Task to complete ▸ Copy the material below word for word, starting at the line that contains "Each instance of the grass field" and ending at its final line.

## begin

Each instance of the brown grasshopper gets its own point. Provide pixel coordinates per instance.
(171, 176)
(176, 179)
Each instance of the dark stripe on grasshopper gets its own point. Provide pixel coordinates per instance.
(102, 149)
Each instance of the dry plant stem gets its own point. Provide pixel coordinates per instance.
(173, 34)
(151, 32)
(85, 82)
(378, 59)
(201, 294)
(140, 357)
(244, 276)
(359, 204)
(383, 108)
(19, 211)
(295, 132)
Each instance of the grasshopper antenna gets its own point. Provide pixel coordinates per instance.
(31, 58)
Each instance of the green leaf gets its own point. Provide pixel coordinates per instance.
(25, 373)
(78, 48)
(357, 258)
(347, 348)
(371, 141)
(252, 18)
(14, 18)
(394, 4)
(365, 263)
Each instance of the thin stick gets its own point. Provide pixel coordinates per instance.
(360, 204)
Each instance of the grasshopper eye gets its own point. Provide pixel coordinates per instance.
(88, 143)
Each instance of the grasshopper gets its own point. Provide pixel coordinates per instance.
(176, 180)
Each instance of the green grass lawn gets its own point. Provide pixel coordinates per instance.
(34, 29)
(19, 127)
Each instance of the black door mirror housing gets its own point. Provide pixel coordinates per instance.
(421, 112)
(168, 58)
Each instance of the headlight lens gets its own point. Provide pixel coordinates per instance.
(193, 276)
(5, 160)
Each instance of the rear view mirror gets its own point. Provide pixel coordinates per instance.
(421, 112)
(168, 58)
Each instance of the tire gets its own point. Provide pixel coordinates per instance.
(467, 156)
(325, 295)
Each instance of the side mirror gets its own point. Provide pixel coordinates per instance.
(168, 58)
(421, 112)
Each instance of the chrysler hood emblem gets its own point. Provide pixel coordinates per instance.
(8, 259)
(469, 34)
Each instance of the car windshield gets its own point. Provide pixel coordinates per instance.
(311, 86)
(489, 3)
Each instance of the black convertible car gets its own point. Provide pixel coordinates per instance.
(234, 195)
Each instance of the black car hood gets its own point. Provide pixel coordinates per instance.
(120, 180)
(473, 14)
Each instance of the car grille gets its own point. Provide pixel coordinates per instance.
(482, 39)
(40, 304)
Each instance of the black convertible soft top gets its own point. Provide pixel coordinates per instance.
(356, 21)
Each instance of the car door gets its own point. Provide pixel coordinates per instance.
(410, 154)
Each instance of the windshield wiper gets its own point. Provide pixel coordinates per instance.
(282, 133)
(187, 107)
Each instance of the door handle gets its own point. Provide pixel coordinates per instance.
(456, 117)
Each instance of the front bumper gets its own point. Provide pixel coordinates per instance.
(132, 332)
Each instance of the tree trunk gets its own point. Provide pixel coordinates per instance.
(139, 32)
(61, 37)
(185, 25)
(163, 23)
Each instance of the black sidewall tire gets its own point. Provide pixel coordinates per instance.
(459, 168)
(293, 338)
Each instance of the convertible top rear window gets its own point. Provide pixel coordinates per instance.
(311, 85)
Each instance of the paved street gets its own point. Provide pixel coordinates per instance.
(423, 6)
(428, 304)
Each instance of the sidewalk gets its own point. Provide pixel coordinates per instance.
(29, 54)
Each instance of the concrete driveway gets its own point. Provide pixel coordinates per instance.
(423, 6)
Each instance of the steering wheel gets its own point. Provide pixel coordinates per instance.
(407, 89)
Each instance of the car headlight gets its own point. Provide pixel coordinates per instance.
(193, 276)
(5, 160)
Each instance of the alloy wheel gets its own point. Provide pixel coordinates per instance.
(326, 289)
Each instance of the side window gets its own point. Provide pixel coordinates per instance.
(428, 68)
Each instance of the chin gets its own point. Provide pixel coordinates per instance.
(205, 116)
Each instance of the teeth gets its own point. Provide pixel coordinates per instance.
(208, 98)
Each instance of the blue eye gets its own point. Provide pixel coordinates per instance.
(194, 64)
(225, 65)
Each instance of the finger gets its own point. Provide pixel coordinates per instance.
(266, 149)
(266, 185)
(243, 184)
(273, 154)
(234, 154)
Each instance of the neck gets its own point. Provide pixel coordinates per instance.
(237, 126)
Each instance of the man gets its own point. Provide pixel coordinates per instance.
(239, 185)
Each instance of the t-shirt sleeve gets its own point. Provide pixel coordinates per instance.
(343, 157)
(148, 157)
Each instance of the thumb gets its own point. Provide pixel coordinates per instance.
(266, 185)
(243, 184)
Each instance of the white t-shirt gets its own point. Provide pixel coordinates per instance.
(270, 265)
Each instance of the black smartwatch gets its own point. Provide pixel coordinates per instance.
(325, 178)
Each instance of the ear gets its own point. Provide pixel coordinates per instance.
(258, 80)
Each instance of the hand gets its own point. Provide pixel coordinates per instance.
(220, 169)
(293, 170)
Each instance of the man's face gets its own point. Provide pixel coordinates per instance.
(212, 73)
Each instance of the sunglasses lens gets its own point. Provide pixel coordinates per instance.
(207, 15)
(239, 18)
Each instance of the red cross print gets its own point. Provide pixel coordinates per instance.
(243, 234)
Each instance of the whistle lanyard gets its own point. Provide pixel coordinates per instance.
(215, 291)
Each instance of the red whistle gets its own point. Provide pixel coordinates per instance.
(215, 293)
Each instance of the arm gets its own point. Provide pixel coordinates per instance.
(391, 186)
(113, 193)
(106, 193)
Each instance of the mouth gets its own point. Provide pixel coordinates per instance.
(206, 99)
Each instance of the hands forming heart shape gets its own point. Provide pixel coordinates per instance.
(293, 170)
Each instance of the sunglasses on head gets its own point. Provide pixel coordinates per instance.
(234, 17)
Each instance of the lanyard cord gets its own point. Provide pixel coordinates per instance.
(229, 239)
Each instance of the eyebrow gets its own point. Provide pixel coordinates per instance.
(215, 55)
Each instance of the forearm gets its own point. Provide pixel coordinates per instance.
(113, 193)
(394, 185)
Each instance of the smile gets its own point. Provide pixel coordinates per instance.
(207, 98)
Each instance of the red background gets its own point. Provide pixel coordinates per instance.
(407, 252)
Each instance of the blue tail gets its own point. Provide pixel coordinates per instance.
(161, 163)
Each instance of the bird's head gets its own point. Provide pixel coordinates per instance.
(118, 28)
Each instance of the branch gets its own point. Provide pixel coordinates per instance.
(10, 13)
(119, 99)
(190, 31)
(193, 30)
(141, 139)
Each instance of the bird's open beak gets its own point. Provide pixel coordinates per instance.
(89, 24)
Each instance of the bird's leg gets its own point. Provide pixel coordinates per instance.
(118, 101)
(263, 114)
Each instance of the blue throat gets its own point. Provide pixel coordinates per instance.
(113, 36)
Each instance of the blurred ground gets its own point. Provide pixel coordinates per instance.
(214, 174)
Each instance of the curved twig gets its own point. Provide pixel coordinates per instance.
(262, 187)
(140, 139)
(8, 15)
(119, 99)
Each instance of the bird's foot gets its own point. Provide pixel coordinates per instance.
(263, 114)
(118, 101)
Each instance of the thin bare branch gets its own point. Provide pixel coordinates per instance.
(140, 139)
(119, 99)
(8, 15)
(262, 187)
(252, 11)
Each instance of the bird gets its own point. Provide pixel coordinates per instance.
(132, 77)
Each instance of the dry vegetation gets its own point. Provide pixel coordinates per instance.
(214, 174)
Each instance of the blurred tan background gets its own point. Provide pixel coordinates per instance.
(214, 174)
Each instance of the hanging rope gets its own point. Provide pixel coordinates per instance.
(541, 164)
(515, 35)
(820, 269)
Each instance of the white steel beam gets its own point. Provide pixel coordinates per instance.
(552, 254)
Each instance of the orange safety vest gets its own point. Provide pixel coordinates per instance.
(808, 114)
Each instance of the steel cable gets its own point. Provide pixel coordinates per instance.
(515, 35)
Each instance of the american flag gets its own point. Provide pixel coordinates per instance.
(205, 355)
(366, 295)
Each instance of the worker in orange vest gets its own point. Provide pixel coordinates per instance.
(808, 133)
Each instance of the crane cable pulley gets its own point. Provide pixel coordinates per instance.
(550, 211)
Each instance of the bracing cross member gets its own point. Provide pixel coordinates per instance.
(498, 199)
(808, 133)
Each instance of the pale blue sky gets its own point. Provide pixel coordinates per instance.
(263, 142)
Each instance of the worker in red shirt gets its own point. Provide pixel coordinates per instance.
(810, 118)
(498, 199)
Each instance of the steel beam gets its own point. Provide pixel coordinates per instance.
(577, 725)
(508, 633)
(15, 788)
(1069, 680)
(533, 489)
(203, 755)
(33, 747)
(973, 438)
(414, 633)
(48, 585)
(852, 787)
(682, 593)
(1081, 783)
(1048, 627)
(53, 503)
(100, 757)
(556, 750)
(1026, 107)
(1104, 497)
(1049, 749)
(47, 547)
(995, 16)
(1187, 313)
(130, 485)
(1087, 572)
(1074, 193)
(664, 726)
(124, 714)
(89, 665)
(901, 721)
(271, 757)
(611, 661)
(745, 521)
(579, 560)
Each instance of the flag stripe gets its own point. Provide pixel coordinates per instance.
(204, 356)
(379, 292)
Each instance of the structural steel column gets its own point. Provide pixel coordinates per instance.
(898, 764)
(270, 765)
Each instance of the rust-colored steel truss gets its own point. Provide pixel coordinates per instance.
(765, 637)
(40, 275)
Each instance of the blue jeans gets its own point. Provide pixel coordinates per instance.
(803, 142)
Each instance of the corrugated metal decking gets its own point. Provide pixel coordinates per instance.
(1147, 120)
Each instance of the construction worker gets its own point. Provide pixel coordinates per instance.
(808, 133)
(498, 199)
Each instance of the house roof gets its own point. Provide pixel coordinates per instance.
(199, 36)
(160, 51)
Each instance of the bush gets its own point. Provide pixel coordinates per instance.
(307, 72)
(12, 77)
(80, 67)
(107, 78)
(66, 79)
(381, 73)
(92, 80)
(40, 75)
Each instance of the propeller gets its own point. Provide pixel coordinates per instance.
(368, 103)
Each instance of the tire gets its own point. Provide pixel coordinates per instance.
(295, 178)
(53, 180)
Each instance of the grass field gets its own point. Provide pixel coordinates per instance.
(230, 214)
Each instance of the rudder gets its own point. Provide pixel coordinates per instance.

## end

Answer to the exercise ▸
Each instance of the grass field gets its own point. Provide pixel coordinates per instance.
(230, 214)
Each instance of the rudder gets its own point. Provide pixel coordinates per instance.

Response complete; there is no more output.